== Work instructions ==
- A) In the Missouri timetable below, rewrite the paragraph beginning "1824-27 Writer Gottfried Duden" as a short bulleted list that keeps its main facts.
- B) From the Missouri timetable below, copy word for word the part that starts with the words containing "Everything German in" and ends with "original American Indians.".

Missouri Germans Consortium

Everything German in Missouri


Brief Timetable of German American history in Missouri

1760s – earliest communities in the former French owned, Spanish territory begin. Saint Louis, Saint Charles, and Saint Genevieve all have residents that immigrate and impact the original American Indians.

1804  The Louisiana Territory which includes the Districts of St. Charles, St. Louis and St. Genevieve is purchased by Jefferson and doubles the size of the United States. 

1821  Missouri becomes a State with the First State Capitol located at St. Charles. Allowed to enter with legal slave holdings in what is known as the Missouri Compromise. 

1824-27  Writer Gottfried Duden lives in Missouri, visiting with locals and observing daily life. His topics include the American indians, the mineral and agricultural resources and politics. His daily needs are met by a servant and a professional farmer that have accompanied him. He visits with Daniel Boone’s son Nathan.

1829 Duden returns to Germany leaving his farm in the care of Ludwig Eversmann, which he continues to own. At his own expense he publishes 1500 copies of A Report on a Journey to the Western States of North America. Many Germans cry disbelief at the descriptions of Missouri that Duden provides, calling him a dream spinner and the area a Garden of Eden.

== Given data ==

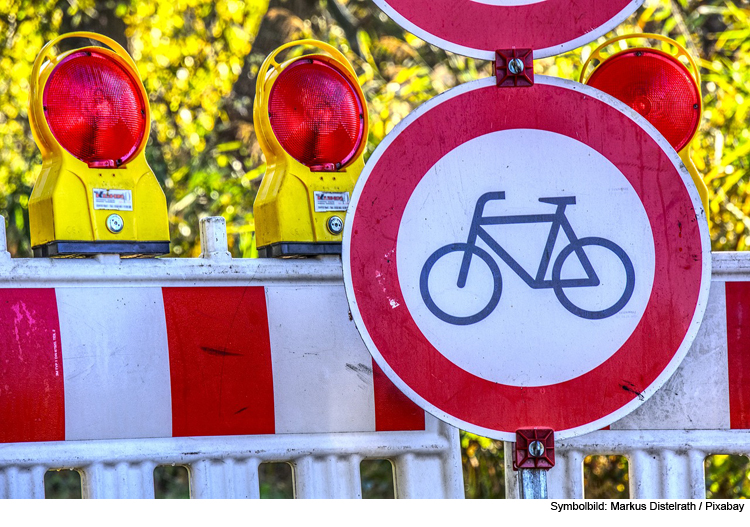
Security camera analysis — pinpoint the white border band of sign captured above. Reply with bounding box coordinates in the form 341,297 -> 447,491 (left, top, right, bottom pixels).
342,75 -> 711,441
373,0 -> 645,60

== Answers given ==
- A)
- 1824–27: Writer Gottfried Duden lives in Missouri, visiting locals and observing daily life.
- He writes about the American Indians, mineral and agricultural resources, and politics.
- A servant and a professional farmer who came with him meet his daily needs.
- He visits Nathan, the son of Daniel Boone.

- B)
Everything German in Missouri


Brief Timetable of German American history in Missouri

1760s – earliest communities in the former French owned, Spanish territory begin. Saint Louis, Saint Charles, and Saint Genevieve all have residents that immigrate and impact the original American Indians.